** Opening THE DATA block **

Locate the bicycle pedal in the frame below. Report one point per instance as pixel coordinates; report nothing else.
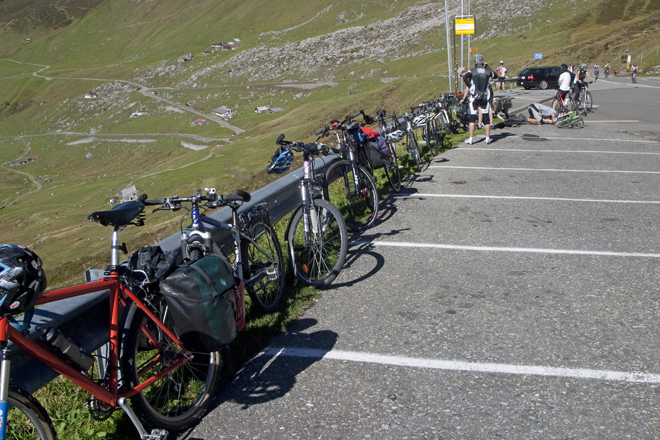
(156, 434)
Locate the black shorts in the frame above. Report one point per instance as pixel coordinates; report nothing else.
(485, 118)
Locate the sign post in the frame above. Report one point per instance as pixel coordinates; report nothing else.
(463, 25)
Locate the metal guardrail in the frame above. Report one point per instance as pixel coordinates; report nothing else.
(85, 319)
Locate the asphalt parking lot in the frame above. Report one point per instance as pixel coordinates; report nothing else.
(510, 291)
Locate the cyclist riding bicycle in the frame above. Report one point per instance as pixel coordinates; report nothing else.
(564, 84)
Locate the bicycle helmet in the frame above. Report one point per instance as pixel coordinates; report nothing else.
(22, 279)
(281, 161)
(420, 121)
(395, 136)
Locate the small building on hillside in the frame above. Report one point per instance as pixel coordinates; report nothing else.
(223, 112)
(129, 193)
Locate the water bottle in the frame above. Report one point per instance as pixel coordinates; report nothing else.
(71, 351)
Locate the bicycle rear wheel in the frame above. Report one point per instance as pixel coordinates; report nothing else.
(319, 261)
(26, 418)
(354, 193)
(413, 149)
(392, 169)
(432, 139)
(178, 400)
(263, 266)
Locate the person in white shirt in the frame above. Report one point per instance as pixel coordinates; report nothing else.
(501, 73)
(564, 84)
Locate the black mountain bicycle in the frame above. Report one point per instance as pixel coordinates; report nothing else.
(256, 254)
(349, 183)
(316, 234)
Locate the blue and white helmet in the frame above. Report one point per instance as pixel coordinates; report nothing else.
(280, 162)
(420, 121)
(395, 136)
(22, 278)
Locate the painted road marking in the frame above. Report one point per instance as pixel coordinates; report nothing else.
(451, 365)
(555, 151)
(607, 122)
(544, 199)
(502, 249)
(550, 170)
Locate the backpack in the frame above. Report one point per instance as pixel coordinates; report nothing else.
(480, 80)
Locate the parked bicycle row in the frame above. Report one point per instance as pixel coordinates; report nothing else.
(172, 313)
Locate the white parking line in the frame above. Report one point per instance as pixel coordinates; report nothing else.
(502, 249)
(601, 140)
(551, 170)
(549, 199)
(436, 364)
(558, 151)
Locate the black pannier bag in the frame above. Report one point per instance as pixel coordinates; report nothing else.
(374, 154)
(201, 301)
(155, 263)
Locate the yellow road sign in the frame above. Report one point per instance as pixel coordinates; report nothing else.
(464, 26)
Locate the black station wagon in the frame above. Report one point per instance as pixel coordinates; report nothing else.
(540, 77)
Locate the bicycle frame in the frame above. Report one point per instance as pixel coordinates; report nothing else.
(119, 295)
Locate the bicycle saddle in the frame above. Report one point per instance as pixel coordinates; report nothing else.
(121, 215)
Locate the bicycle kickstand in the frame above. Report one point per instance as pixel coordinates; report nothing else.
(156, 434)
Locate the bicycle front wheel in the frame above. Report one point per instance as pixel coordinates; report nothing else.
(263, 266)
(392, 169)
(317, 262)
(178, 400)
(26, 418)
(353, 191)
(588, 101)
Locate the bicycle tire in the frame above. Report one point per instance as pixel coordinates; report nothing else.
(263, 258)
(358, 203)
(318, 263)
(432, 140)
(392, 170)
(413, 149)
(179, 400)
(26, 418)
(588, 101)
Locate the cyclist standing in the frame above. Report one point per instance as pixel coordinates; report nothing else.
(581, 75)
(564, 84)
(477, 82)
(501, 73)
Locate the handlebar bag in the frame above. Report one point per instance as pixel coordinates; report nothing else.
(201, 301)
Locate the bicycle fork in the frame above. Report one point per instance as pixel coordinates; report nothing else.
(4, 389)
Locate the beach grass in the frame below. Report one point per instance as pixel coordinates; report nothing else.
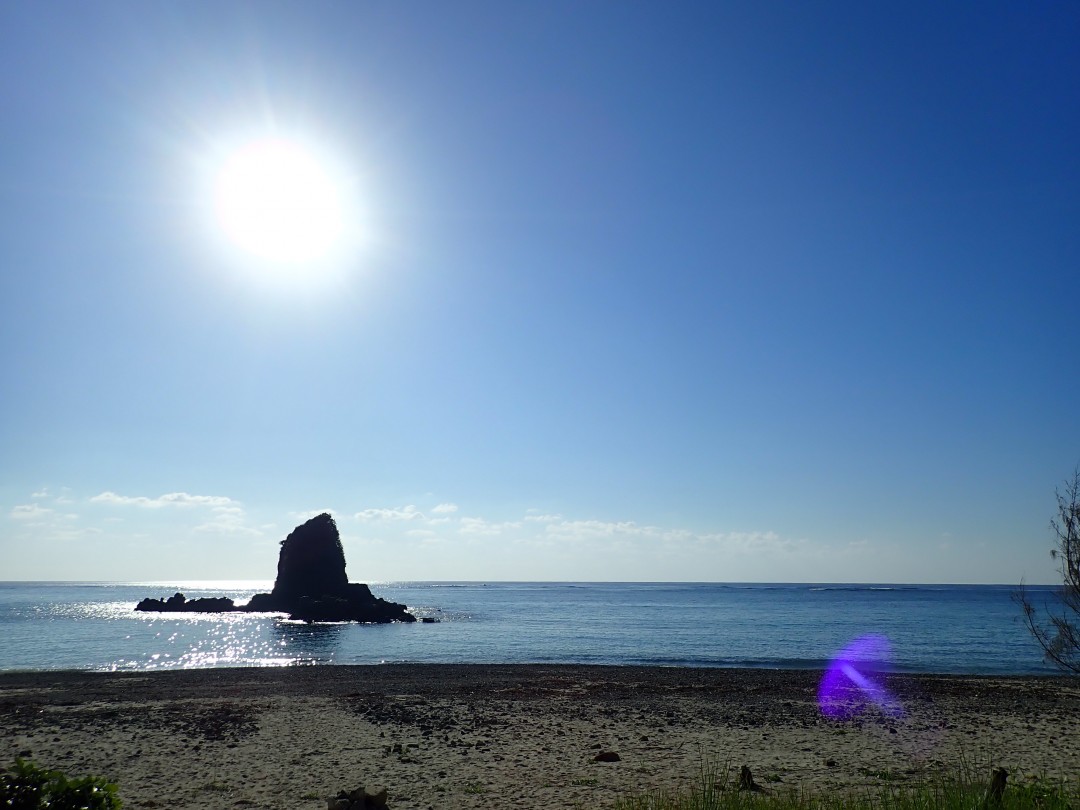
(717, 790)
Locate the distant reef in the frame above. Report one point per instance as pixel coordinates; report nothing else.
(311, 584)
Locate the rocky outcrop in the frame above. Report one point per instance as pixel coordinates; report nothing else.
(178, 603)
(311, 584)
(359, 799)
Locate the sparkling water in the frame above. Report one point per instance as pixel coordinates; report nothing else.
(946, 629)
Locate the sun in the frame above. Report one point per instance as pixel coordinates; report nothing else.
(275, 200)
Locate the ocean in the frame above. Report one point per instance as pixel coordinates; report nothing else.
(930, 629)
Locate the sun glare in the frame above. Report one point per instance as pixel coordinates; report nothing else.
(277, 201)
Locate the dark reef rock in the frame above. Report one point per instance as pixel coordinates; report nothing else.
(311, 584)
(178, 603)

** Closing THE DATA block **

__WHAT YOU NEED TO DO__:
Give the entries again exactly, but skip every image.

__TASK RESULT__:
Locate the bicycle pedal in the frame below. Report one point per instance as pixel coordinates; report nothing else.
(156, 434)
Locate the black shorts in the frame above. Report one point per instance as pixel coordinates; report nothing else.
(485, 118)
Locate the sign post in the frame above. Report one point per instance as pixel coordinates; report nothing else.
(463, 25)
Locate the metal guardrail in the frame above. Report one point per instance as pixel coordinates; report nothing else.
(85, 319)
Locate the asphalt parking lot in the frame above. Report one point per instance as pixel coordinates; report nothing else.
(510, 291)
Locate the cyclist riding bicycle in the frame above. Report one point per instance as pixel coordinates; report nothing else.
(564, 84)
Locate the bicycle helmet in the frame above. Report one point per instance as pixel coordinates; report nothing else.
(22, 279)
(281, 161)
(420, 121)
(395, 136)
Locate the small building on hillside in the frame above. Report one point per instance as pixel coordinates; report nothing else.
(223, 112)
(129, 193)
Locate the water bottle in the frame above. Report one point per instance as pixel coordinates; report nothing else.
(71, 351)
Locate the bicycle rear wheel in the frame above. Report one point per instance as pixel coordinates; report nothing else.
(319, 261)
(26, 418)
(354, 193)
(413, 149)
(392, 169)
(432, 139)
(178, 400)
(263, 266)
Locate the person in white shirt in the frame above. Report one point per instance as pixel coordinates; report nothing else.
(501, 73)
(564, 84)
Locate the black mountain bicycle in the frame above. Report one point per instance as pixel coordinates; report nothing else.
(256, 254)
(349, 183)
(316, 234)
Locate the blue and white helmet in the frame above. Report one point per instance as pixel coordinates; report nothing else.
(280, 162)
(420, 121)
(395, 136)
(22, 278)
Locate the painted road marking in the frame above. Report one point per instance as pixel coordinates; report nothing else.
(451, 365)
(555, 151)
(607, 122)
(544, 199)
(502, 249)
(550, 170)
Locate the backpack in the frame above. Report one point per instance as pixel coordinates; report nothing else.
(480, 80)
Locate the parked bicycle row in the frame above. Report one point per instance as pixel coordinates; report nothing else.
(172, 313)
Locate the white parking line in the frame above. Report one point per instance as pixel coordinates; report nothing else.
(502, 249)
(601, 140)
(551, 170)
(549, 199)
(436, 364)
(558, 151)
Locate the black pannier bag in the frame above. Report one point per instance as pixel coordinates; report nothing else.
(374, 154)
(201, 301)
(155, 263)
Locate the yellow road sign in the frame above. Report one point per instance as pixel coordinates; report nothing else.
(464, 26)
Locate the black station wagon in the frame above. Report one point per instance as pixel coordinates; report nothing else.
(540, 77)
Locate the bicycle frame in the frame above. Report one point per instance as pixel coordinates; report nothing else.
(119, 295)
Locate the bicycle saddle in the frame above. Report one point per instance as pixel coordinates; report nothing else.
(121, 215)
Locate the bicycle kickstand in the frame above. Report one point per instance as pixel coordinates; report nothing else.
(156, 434)
Locate the bicycle front wheel in the frame above. Report one point per instance as pixel coordinates; report nothing else.
(263, 266)
(392, 169)
(317, 262)
(178, 400)
(26, 418)
(353, 191)
(588, 101)
Locate the bicycle tire in the frame above. Report one point per instance as pixel coordinates; report nothing else.
(263, 258)
(358, 203)
(318, 263)
(432, 140)
(392, 170)
(413, 149)
(179, 400)
(26, 418)
(588, 101)
Locate the cyclist standing in the frame above. Report one point per instance as pixel coordinates; report nothing else.
(581, 75)
(564, 84)
(477, 82)
(501, 73)
Locate the handlebar bag in the frame above. Report one point per instance as pixel coordinates; report nothing else.
(201, 301)
Locate the bicycle fork in the frame above. Report one point per instance as pixel coordinates; report nothing else.
(4, 389)
Locate the beach grass in the frame below. Report one point per instance as pixel coordinates; report nothing else.
(717, 790)
Locate the distant reef in the frame above. Report one point per instance as pixel coordinates; report nothing else.
(311, 584)
Locate the rocky outcrop in the frame above. Report one point per instance as pixel coordinates; report nothing else.
(178, 603)
(311, 584)
(359, 799)
Locate the sparkling water in the frame above. Report one point per instance as pixel coordinates; report nothing else.
(946, 629)
Locate the sun in the frame above. Report one point per instance as pixel coordinates; report nothing else.
(275, 200)
Locate the ocean in the frame above. Report one point per instance as pixel coordinates; report nothing else.
(930, 629)
Locate the sun glare in the frame above. Report one point per instance as pixel coordinates; report nothing else.
(277, 201)
Locate the dark reef rock in the frame above. Report one point per instance as pixel coordinates; report nothing else.
(311, 584)
(178, 603)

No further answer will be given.